DATA -
.....

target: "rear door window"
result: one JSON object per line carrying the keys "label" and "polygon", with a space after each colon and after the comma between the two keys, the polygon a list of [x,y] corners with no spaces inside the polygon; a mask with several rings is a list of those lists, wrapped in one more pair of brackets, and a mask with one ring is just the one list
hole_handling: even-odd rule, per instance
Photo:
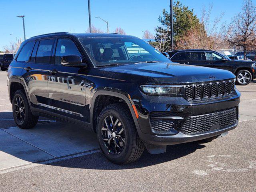
{"label": "rear door window", "polygon": [[[222,59],[222,57],[214,52],[206,52],[205,56],[207,60],[218,61]],[[232,58],[231,59],[236,59],[235,57],[231,56],[230,57]]]}
{"label": "rear door window", "polygon": [[184,60],[185,54],[186,53],[185,52],[177,53],[171,59],[172,60]]}
{"label": "rear door window", "polygon": [[195,51],[190,52],[191,60],[192,61],[206,60],[204,52]]}
{"label": "rear door window", "polygon": [[5,58],[6,59],[13,59],[13,55],[5,55]]}
{"label": "rear door window", "polygon": [[28,61],[34,43],[35,42],[34,41],[30,41],[24,46],[17,58],[17,61]]}
{"label": "rear door window", "polygon": [[36,63],[50,63],[54,41],[54,39],[40,41],[36,52]]}

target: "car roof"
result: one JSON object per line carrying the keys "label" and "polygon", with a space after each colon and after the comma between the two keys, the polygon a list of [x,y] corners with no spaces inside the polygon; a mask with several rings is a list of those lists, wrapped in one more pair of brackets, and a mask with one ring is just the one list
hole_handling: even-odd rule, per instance
{"label": "car roof", "polygon": [[130,35],[122,35],[116,33],[69,33],[68,32],[57,32],[56,33],[48,33],[42,35],[34,36],[29,40],[37,39],[48,37],[63,36],[73,36],[77,38],[104,38],[104,37],[119,37],[123,38],[136,38],[137,37]]}
{"label": "car roof", "polygon": [[170,53],[171,52],[178,52],[180,51],[215,51],[212,50],[207,50],[206,49],[180,49],[178,50],[174,50],[173,51],[168,51],[167,53]]}

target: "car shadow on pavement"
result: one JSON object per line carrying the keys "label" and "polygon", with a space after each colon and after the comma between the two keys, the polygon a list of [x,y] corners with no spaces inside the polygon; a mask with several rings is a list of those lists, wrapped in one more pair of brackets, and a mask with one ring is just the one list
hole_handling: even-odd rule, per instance
{"label": "car shadow on pavement", "polygon": [[192,153],[205,145],[196,142],[167,146],[166,152],[157,154],[150,154],[146,149],[136,161],[120,165],[109,161],[101,152],[47,164],[48,165],[80,169],[113,170],[134,169],[147,167],[172,161]]}
{"label": "car shadow on pavement", "polygon": [[[1,152],[2,153],[4,152],[3,154],[6,154],[12,160],[18,160],[17,165],[22,160],[45,164],[44,161],[52,159],[53,157],[49,155],[49,154],[56,154],[55,156],[61,157],[68,154],[72,155],[79,152],[98,148],[95,134],[90,131],[76,127],[74,125],[60,122],[45,124],[43,122],[44,120],[41,120],[42,121],[38,122],[38,124],[33,129],[21,130],[16,127],[12,112],[0,112],[0,119],[2,119],[0,120],[0,128],[3,128],[0,130],[0,135],[2,134],[0,153]],[[51,146],[52,145],[53,146]],[[124,165],[116,165],[110,162],[101,152],[47,164],[106,170],[136,168],[180,158],[205,147],[205,146],[198,142],[169,146],[166,152],[154,155],[150,154],[145,148],[142,155],[138,160]],[[41,149],[44,150],[41,151]],[[59,152],[57,153],[56,151]],[[48,152],[48,154],[45,153],[45,152]],[[60,153],[61,152],[64,153]],[[12,156],[16,158],[16,160],[14,160]],[[6,161],[7,159],[3,157],[2,160],[4,159]],[[8,162],[2,163],[6,164],[6,166],[8,165]]]}

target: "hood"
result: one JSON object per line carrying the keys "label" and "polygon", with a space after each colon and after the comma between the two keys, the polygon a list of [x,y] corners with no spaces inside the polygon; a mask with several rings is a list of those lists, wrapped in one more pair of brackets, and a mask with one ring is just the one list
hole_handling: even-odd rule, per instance
{"label": "hood", "polygon": [[108,67],[102,70],[149,77],[161,84],[182,84],[235,78],[233,73],[226,70],[175,63],[140,63]]}

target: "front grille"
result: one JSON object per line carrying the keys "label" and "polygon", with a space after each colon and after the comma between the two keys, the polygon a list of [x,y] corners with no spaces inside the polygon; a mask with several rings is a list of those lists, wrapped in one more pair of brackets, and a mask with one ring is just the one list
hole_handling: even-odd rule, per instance
{"label": "front grille", "polygon": [[173,129],[174,121],[169,120],[150,119],[152,128],[156,131],[169,131]]}
{"label": "front grille", "polygon": [[186,85],[186,96],[190,101],[226,96],[234,93],[234,80]]}
{"label": "front grille", "polygon": [[191,135],[211,130],[213,125],[220,125],[223,128],[234,124],[237,116],[236,108],[218,112],[188,117],[182,127],[180,132]]}

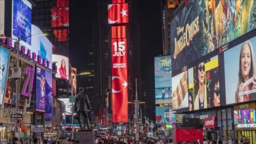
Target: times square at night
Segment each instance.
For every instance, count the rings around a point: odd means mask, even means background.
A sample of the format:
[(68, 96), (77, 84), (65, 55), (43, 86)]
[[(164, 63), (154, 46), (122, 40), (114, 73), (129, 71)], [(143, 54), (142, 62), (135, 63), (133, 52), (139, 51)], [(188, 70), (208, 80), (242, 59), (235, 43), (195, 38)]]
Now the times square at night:
[(0, 0), (0, 143), (256, 143), (255, 0)]

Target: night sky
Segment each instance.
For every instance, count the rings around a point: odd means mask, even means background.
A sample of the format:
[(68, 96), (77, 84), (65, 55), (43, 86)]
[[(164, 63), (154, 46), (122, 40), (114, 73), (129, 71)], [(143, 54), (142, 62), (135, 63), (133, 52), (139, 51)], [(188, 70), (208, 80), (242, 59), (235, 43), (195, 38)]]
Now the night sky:
[[(87, 54), (92, 41), (93, 22), (96, 20), (96, 10), (100, 10), (96, 9), (96, 1), (70, 1), (70, 57), (72, 65), (78, 68), (78, 73), (87, 69)], [(133, 5), (137, 5), (138, 29), (140, 29), (140, 75), (143, 77), (142, 82), (146, 86), (147, 94), (153, 101), (154, 57), (163, 54), (160, 1), (134, 1), (136, 2), (133, 2)]]

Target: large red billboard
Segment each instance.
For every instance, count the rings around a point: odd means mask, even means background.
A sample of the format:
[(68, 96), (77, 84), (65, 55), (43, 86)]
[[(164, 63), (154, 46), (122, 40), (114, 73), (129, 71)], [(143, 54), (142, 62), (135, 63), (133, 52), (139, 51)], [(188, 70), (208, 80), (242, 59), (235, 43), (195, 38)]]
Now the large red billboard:
[(112, 39), (112, 115), (114, 122), (128, 121), (126, 39)]
[(109, 24), (128, 23), (128, 3), (108, 5), (108, 20)]

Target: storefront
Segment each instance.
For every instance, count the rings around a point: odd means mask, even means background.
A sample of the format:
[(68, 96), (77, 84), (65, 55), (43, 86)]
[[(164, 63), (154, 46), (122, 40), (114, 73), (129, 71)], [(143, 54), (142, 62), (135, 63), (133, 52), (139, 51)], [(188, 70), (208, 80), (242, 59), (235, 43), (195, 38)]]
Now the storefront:
[(256, 102), (235, 105), (234, 123), (236, 139), (244, 137), (249, 143), (256, 143)]

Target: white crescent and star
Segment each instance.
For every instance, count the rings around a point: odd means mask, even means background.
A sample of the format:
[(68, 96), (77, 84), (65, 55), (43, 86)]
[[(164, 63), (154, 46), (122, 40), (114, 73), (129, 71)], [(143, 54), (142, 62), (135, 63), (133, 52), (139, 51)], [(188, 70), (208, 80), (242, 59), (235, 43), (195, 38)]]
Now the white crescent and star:
[[(108, 10), (109, 10), (110, 9), (110, 8), (114, 6), (114, 5), (117, 5), (117, 6), (120, 6), (118, 4), (113, 4), (113, 5), (108, 5)], [(127, 14), (127, 10), (124, 10), (123, 8), (122, 8), (122, 11), (120, 12), (120, 14), (121, 14), (122, 15), (122, 18), (125, 16), (128, 16)], [(108, 24), (116, 24), (116, 22), (117, 22), (118, 21), (120, 20), (120, 19), (118, 19), (117, 20), (110, 20), (109, 18), (108, 18)]]
[[(113, 81), (113, 80), (114, 80), (114, 79), (121, 79), (121, 79), (120, 77), (119, 77), (113, 76), (113, 77), (112, 77), (112, 81)], [(126, 86), (128, 86), (128, 83), (127, 83), (125, 81), (124, 81), (123, 84), (122, 84), (122, 85), (123, 85), (123, 86), (125, 87), (125, 88)], [(119, 92), (121, 92), (121, 91), (122, 91), (122, 90), (114, 90), (114, 88), (112, 88), (112, 93), (119, 93)]]

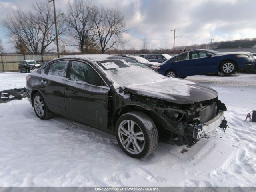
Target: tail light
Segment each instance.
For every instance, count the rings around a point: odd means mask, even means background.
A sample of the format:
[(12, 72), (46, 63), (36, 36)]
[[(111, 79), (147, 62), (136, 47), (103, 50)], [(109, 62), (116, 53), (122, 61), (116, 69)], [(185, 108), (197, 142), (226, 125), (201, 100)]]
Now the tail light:
[(158, 69), (160, 68), (160, 67), (155, 65), (155, 66), (152, 66), (151, 67), (151, 68), (152, 68), (152, 69), (153, 69), (153, 70), (154, 70), (155, 71), (157, 71)]
[(31, 78), (31, 77), (30, 76), (26, 76), (26, 83), (27, 83), (27, 82), (28, 82), (28, 81), (30, 79), (30, 78)]
[(236, 55), (236, 57), (249, 57), (247, 55)]

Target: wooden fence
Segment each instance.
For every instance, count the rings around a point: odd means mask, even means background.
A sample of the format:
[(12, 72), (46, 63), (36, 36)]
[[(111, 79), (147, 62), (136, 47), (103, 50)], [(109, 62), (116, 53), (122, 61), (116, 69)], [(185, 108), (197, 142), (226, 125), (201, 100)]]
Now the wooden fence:
[[(67, 56), (61, 55), (60, 57)], [(18, 65), (24, 60), (34, 60), (41, 64), (57, 57), (56, 55), (0, 55), (0, 72), (17, 71)]]

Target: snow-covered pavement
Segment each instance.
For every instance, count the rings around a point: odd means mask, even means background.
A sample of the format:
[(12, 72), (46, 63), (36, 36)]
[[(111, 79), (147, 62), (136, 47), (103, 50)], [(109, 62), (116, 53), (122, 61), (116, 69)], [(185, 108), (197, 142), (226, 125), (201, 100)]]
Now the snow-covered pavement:
[[(0, 73), (0, 90), (25, 86), (26, 75)], [(256, 110), (256, 75), (186, 79), (218, 91), (230, 128), (191, 148), (160, 143), (142, 160), (82, 124), (40, 120), (26, 99), (0, 104), (0, 186), (256, 186), (256, 123), (244, 120)]]

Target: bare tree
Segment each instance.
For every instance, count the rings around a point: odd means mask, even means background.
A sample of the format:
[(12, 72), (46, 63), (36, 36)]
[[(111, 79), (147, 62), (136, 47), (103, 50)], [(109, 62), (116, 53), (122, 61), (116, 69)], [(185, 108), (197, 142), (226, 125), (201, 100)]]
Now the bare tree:
[[(56, 40), (53, 11), (46, 0), (33, 4), (32, 7), (33, 12), (14, 11), (2, 24), (13, 42), (18, 41), (31, 53), (42, 54), (49, 51), (47, 48)], [(65, 31), (60, 22), (62, 16), (59, 13), (57, 14), (58, 36)]]
[(28, 52), (26, 47), (21, 41), (18, 40), (15, 42), (14, 47), (17, 50), (17, 53), (18, 54), (24, 55)]
[(2, 43), (2, 39), (0, 39), (0, 54), (2, 54), (4, 52), (4, 46)]
[(84, 42), (88, 41), (93, 27), (92, 12), (94, 6), (83, 0), (74, 0), (72, 3), (68, 2), (67, 13), (65, 21), (68, 28), (69, 34), (75, 40), (76, 46), (84, 54)]
[(95, 54), (98, 53), (98, 46), (93, 36), (90, 36), (85, 38), (84, 40), (85, 54)]
[(94, 8), (92, 14), (94, 34), (103, 54), (114, 45), (123, 42), (122, 35), (127, 30), (124, 16), (118, 10), (103, 7)]

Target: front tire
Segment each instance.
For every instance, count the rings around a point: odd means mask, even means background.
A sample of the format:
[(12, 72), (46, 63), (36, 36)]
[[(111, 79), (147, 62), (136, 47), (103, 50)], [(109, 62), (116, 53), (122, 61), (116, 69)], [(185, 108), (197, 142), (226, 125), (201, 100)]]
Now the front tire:
[(222, 71), (219, 71), (218, 72), (218, 75), (220, 76), (225, 76), (226, 75)]
[(154, 123), (147, 115), (133, 111), (122, 115), (116, 124), (119, 146), (129, 156), (138, 159), (151, 154), (158, 143)]
[(177, 74), (175, 72), (175, 71), (173, 71), (172, 70), (169, 70), (167, 71), (165, 74), (165, 76), (168, 77), (173, 77), (174, 78), (176, 78), (178, 77), (177, 75)]
[(231, 75), (236, 71), (236, 65), (232, 61), (228, 60), (222, 62), (220, 65), (220, 71), (225, 75)]
[(41, 119), (50, 119), (52, 117), (53, 114), (49, 110), (44, 98), (39, 92), (34, 96), (33, 106), (36, 116)]

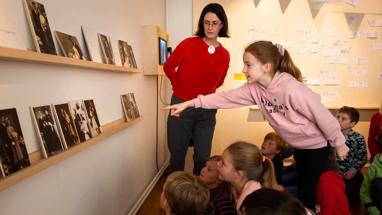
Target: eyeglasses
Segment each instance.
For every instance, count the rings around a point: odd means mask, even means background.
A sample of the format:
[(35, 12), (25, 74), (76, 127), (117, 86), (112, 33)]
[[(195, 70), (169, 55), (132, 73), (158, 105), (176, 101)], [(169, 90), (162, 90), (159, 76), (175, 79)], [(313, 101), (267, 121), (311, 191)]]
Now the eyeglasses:
[(209, 22), (203, 22), (203, 25), (205, 26), (206, 27), (209, 27), (210, 25), (212, 25), (212, 27), (219, 27), (219, 26), (222, 24), (222, 23), (218, 24), (216, 23), (210, 23)]

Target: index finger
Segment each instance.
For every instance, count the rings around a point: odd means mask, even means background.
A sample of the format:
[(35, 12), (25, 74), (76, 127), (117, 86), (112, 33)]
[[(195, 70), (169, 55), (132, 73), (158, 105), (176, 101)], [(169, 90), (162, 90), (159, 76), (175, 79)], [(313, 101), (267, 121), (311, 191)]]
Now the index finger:
[(160, 108), (160, 110), (170, 110), (170, 109), (172, 109), (171, 108), (172, 108), (172, 106), (167, 106), (167, 107), (166, 107), (163, 108)]

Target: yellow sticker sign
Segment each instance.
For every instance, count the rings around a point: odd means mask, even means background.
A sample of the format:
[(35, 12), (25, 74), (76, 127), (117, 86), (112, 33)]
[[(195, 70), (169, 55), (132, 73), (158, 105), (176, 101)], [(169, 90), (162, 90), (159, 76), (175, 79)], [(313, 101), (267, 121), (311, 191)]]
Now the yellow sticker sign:
[(244, 73), (233, 73), (233, 80), (246, 80), (247, 77)]
[(161, 31), (162, 31), (162, 30), (160, 29), (160, 28), (158, 27), (158, 26), (157, 26), (157, 34), (160, 37), (160, 36)]

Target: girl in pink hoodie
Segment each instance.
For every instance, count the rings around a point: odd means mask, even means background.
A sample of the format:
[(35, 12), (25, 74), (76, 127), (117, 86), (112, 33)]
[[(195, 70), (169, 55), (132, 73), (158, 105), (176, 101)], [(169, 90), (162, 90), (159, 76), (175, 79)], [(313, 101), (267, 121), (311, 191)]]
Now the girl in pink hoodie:
[(302, 83), (301, 73), (282, 46), (259, 41), (243, 54), (242, 72), (247, 83), (228, 92), (214, 93), (162, 109), (178, 116), (189, 107), (229, 108), (257, 105), (270, 125), (295, 147), (299, 196), (315, 210), (314, 191), (331, 147), (343, 160), (349, 149), (335, 118), (320, 95)]

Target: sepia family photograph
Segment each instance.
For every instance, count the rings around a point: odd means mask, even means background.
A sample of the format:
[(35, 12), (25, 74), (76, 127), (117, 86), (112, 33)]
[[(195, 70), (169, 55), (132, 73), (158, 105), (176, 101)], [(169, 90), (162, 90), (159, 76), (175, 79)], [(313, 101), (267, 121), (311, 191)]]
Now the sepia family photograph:
[(15, 108), (0, 110), (0, 163), (3, 176), (31, 165)]
[(133, 53), (133, 48), (131, 46), (129, 45), (129, 51), (130, 52), (130, 58), (131, 59), (131, 62), (133, 63), (133, 67), (134, 69), (138, 69), (137, 63), (135, 61), (135, 58), (134, 57), (134, 53)]
[(54, 35), (58, 41), (64, 56), (70, 58), (86, 60), (77, 37), (57, 31), (54, 31)]
[(133, 68), (133, 63), (130, 57), (130, 50), (129, 45), (127, 42), (118, 40), (118, 46), (119, 47), (120, 53), (121, 54), (121, 60), (122, 65), (125, 67)]
[(44, 157), (63, 151), (64, 147), (50, 105), (31, 106), (29, 108)]
[(86, 110), (87, 118), (89, 119), (90, 131), (92, 133), (92, 135), (95, 137), (102, 133), (102, 129), (99, 124), (99, 120), (98, 120), (98, 115), (96, 110), (94, 101), (92, 99), (84, 99), (84, 104), (85, 105), (85, 109)]
[(126, 116), (126, 120), (128, 121), (133, 120), (134, 117), (133, 115), (133, 112), (130, 107), (127, 94), (121, 94), (121, 100), (122, 101), (122, 105), (123, 107), (123, 110), (125, 111), (125, 115)]
[(115, 65), (115, 62), (114, 61), (114, 59), (113, 57), (113, 53), (112, 52), (112, 49), (107, 40), (107, 37), (99, 32), (97, 33), (98, 34), (98, 38), (99, 39), (99, 42), (101, 44), (101, 48), (102, 50), (102, 52), (104, 53), (105, 59), (106, 61), (106, 63)]
[(131, 108), (133, 115), (134, 116), (134, 118), (139, 117), (139, 112), (138, 111), (138, 107), (137, 106), (137, 103), (135, 102), (135, 98), (134, 97), (134, 94), (132, 92), (128, 94), (128, 98), (129, 99), (129, 102), (130, 103), (130, 107)]
[(58, 124), (58, 129), (65, 149), (79, 143), (79, 139), (71, 117), (68, 102), (53, 104), (54, 116)]
[(23, 2), (37, 52), (57, 55), (44, 6), (32, 0)]
[(69, 101), (71, 117), (78, 135), (79, 142), (82, 142), (92, 137), (90, 128), (87, 123), (87, 116), (82, 100)]

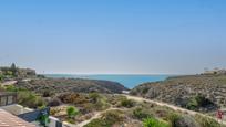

.....

Pull out every line of the records above that contains the string "snow". Copy each matching line unchanged, keeping the original order.

Target: snow-covered pavement
Now the snow-covered pavement:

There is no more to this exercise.